[[ TEXT BLOCK open ]]
Kessler opined that there was “no evidence” to support the diagnosis of either TBI or
frontal lobe epilepsy resulting from the collision, which is the same conclusion the
Trucking Company sought to have Dr. Harley state to the jury. Appellees’ App. at 394.
Thus, the probable impact of the excluded portions of Dr. Harley’s testimony on the jury
was minimal and, as such, harmless. See Sibbing, 922 N.E.2d at 598.
Issue Two: Punitive Damages
Finally, the Trucking Company argues that the trial court erred for multiple
reasons when it permitted the Stovalls to request punitive damages from the jury. We
need not address these arguments. The jury awarded the Stovalls zero dollars in punitive
damages. Thus, any error by the trial court in permitting the Stovalls to argue punitive
damages to the jury is harmless. See, e.g., Handrow v. Cox, 575 N.E.2d 611, 613 n.1
(Ind. 1991) (holding that, while it was error to allow the jury to consider the percent fault
9
We acknowledge the holding in Bennett v. Richmond, 960 N.E.2d 782, 791 (Ind. 2012), in
which our supreme court concluded that a psychologist was qualified to offer his opinion as to the cause
of the plaintiff’s brain injury. But the specific question here is whether the exclusion of Dr. Harley’s
testimony affected the outcome. Thus, we need not decide whether the trial court erred in not following
Bennett.
14
of a dismissed party, that error was harmless in light of the jury’s assessment of zero
percent fault to that party); Ridgeway v. Teshoian, 699 N.E.2d 1156, 1161 n.3 (Ind. Ct.
[[ TEXT BLOCK closed ]]
◆ **PROBLEMS TO WORK ON**:
A. Reproduce the passage of the court opinion excerpt starting with "Kessler opined that" and going on through "N.E.2d at 598.".
B. Answer these questions using the court opinion excerpt:
(i) Who opined that there was "no evidence" to support a diagnosis of TBI or frontal lobe epilepsy resulting from the collision?
(ii) How much did the jury award the Stovalls in punitive damages?
(iii) In Bennett v. Richmond, what did the supreme court conclude a psychologist was qualified to offer an opinion on?
C. Carry the court opinion excerpt forward from its last line.
[[ SOURCE MATERIAL open ]]
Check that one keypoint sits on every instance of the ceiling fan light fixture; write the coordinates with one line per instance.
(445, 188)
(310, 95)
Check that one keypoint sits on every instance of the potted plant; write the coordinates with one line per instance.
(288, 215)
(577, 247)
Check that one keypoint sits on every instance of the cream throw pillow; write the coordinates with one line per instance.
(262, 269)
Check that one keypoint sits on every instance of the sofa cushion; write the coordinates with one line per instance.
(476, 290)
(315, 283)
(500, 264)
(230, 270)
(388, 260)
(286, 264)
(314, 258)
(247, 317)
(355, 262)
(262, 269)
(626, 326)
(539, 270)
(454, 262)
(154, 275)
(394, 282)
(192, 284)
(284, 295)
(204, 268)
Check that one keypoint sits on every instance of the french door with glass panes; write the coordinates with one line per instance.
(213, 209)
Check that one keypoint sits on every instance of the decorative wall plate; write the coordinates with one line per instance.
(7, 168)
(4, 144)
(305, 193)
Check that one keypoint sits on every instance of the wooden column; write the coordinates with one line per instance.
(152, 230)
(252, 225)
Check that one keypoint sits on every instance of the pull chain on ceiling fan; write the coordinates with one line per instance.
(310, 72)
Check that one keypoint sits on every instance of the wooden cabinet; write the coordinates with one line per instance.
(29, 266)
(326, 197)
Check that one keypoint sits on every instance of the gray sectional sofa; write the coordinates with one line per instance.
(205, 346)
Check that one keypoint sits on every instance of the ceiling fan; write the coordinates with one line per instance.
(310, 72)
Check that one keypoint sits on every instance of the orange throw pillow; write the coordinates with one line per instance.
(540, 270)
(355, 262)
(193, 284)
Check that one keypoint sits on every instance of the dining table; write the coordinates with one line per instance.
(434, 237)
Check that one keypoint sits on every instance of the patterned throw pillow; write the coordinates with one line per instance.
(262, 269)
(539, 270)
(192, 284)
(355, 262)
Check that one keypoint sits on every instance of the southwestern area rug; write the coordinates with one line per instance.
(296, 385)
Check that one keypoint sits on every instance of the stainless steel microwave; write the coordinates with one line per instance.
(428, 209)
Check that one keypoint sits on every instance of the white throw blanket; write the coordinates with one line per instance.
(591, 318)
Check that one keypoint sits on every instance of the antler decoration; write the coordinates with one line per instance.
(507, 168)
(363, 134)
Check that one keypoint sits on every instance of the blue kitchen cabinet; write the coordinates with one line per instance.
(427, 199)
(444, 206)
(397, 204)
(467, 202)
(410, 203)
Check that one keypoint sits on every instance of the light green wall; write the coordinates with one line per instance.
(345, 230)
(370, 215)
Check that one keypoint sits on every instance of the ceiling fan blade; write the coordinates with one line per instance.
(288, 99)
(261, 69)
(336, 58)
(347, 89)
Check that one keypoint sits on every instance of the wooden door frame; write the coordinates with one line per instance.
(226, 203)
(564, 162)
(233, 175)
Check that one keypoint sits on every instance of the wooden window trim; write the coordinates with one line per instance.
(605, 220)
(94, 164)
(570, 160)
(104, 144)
[[ SOURCE MATERIAL closed ]]
◆ **ANSWERS**:
A.
Kessler opined that there was “no evidence” to support the diagnosis of either TBI or
frontal lobe epilepsy resulting from the collision, which is the same conclusion the
Trucking Company sought to have Dr. Harley state to the jury. Appellees’ App. at 394.
Thus, the probable impact of the excluded portions of Dr. Harley’s testimony on the jury
was minimal and, as such, harmless. See Sibbing, 922 N.E.2d at 598.

B.
(i) Kessler
(ii) Zero dollars
(iii) The cause of the plaintiff's brain injury

C.
App. 1998) (noting that any error in the trial court’s entry of judgment for the defendant
was harmless in light of the jury’s award of zero damages for the plaintiff).
Further, the Trucking Company’s assertion that the Stovalls’ arguments on
punitive damages caused the jury to enter an award for compensatory damages that was
higher than justified is pure speculation, which we will not consider. The compensation
awarded by the jury was within the evidence before it—a fact the Trucking Company
does not dispute—and we will not reweigh the evidence underlying that award.
CONCLUSION
In sum, the trial court did not abuse its discretion in the exclusion of the April
2000 medical records, and any error by the trial court in limiting the testimony of Nurse
Dispenza or Dr. Harley was harmless. Likewise, any error by the trial court in permitting
the Stovalls to argue punitive damages to the jury is harmless in light of the jury’s award
of zero dollars for punitive damages. Thus, we affirm the trial court’s judgment.
Affirmed.
FRIEDLANDER, J., and BRADFORD, J., concur.